What this task involves:
Retype the full listing without altering anything.
*** Task data ***
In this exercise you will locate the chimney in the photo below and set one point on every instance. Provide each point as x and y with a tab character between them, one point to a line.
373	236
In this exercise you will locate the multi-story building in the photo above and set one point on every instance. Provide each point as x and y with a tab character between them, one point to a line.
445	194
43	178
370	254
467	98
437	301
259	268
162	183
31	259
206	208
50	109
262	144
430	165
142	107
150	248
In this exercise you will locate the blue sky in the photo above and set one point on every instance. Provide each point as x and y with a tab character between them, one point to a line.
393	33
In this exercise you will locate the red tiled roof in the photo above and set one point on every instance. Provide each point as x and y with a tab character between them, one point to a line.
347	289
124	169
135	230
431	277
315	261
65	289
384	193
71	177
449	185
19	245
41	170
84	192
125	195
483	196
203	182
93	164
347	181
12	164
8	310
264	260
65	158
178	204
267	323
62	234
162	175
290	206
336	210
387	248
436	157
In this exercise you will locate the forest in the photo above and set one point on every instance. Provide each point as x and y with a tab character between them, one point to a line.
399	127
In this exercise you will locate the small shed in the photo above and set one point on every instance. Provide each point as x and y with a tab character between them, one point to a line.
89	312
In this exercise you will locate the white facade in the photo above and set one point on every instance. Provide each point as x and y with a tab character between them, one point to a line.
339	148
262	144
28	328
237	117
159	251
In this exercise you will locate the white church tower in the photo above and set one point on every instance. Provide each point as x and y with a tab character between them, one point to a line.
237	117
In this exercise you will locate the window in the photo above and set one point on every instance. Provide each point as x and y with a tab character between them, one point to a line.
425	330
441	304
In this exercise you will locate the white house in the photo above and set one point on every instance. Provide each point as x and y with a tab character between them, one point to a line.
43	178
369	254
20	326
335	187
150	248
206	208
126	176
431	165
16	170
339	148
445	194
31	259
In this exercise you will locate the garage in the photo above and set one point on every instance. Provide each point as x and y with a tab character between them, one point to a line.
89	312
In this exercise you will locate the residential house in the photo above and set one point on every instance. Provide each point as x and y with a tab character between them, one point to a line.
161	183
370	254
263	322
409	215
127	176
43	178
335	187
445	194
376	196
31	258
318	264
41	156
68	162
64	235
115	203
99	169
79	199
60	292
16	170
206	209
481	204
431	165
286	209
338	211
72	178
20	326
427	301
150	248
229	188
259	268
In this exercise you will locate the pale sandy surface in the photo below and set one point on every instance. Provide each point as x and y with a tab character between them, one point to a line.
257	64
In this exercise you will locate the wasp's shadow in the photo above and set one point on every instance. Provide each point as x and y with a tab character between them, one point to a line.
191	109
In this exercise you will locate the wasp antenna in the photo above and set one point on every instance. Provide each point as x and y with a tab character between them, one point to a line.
*** End of Task data ***
Your solution:
In this exercise you will locate the chimney in the photo below and set one point on every instance. Provide each point as x and y with a tab character between them, one point to a line.
373	236
In this exercise you will locate the multi-story building in the photo above and set one point on every instance. Provide each point as x and y with a tab character between them, one point to a line.
445	194
43	178
370	254
467	98
437	301
259	268
162	183
31	259
206	208
50	109
262	144
430	165
142	107
150	248
In this exercise you will locate the blue sky in the photo above and set one point on every instance. Provide each point as x and y with a tab character between them, one point to a line.
393	33
In this exercise you will locate the red tiled roof in the photo above and set one point on every instance. Provide each point as x and y with a tab character between them, one point to a line.
347	289
124	169
135	230
431	277
315	261
65	289
384	193
71	177
449	185
19	245
41	170
84	192
125	195
483	196
203	182
93	164
347	181
12	164
8	310
264	260
65	158
178	204
267	323
62	234
162	175
290	206
336	210
387	248
436	157
In this exercise you will locate the forest in the photo above and set one point on every instance. Provide each point as x and y with a tab character between them, one point to a line.
399	127
In this exercise you will locate the small shed in the photo above and set one point on every instance. Provide each point as x and y with a tab character between them, one point to a line.
89	312
In this exercise you will locate the white facade in the photo above and set one point on every instance. Provide each point as x and y with a tab character between them, one point to a line.
339	148
262	144
28	328
237	117
159	251
In this exercise you will locate the white church tower in the photo above and set one point on every instance. Provide each point as x and y with a tab character between them, one point to a line.
237	117
In this exercise you will locate the window in the photo above and set one point on every instance. Provide each point as x and y with a tab character between them, one point to a line.
425	330
441	304
In this exercise you will locate the white house in the photo above and set one point on every instance. Provide each point as x and y with a tab character between them, one point to a line.
43	178
369	254
20	326
335	187
150	248
206	208
126	176
431	165
16	170
339	148
445	194
31	259
In this exercise you will locate the garage in the photo above and set one point on every instance. Provide each point as x and y with a tab character between them, one point to a line.
89	312
In this exercise you will locate the residential house in the photo above and set one point on every instance. Provide each point as x and y with a tab character between them, one point to a line.
161	183
370	254
263	322
409	215
127	176
43	178
335	187
445	194
376	196
31	258
318	264
41	156
68	162
64	235
115	203
99	169
79	199
60	292
16	170
206	209
481	204
431	165
286	209
338	211
72	178
20	326
427	301
150	248
229	188
259	268
In this exercise you will locate the pale sandy surface in the photo below and set one point on every instance. Provide each point as x and y with a tab character between them, one point to a line.
257	64
In this exercise you will locate the wasp's shadow in the photo above and set one point on every instance. Provide each point as x and y with a tab character between them, one point to a line.
191	109
In this exercise you will locate the wasp antenna in the photo above and set one point on every instance. Provide each point as x and y with a tab character between them, one point to a line.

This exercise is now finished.